• [MATERIAL PROVIDED]:
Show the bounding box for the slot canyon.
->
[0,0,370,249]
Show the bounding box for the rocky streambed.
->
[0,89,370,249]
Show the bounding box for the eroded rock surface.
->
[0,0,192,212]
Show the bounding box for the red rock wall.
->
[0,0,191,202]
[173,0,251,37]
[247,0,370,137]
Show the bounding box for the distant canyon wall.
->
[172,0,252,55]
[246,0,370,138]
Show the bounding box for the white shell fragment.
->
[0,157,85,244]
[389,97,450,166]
==
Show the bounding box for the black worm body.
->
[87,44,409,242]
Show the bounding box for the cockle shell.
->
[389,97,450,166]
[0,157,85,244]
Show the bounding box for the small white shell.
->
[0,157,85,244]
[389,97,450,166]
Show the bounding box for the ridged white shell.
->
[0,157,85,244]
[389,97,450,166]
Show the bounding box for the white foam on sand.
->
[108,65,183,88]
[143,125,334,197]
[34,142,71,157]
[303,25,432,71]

• [STATED GOAL]:
Identify every line in the entries above that contains the word "shell" and copy each of those lines in full. Treat uppercase and lowercase letters as different.

• [FULL SOLUTION]:
Show the bounding box for the white shell fragment.
Show the bounding box for the cockle shell.
Show the bounding box for the small white shell.
Show the bounding box for the ridged white shell.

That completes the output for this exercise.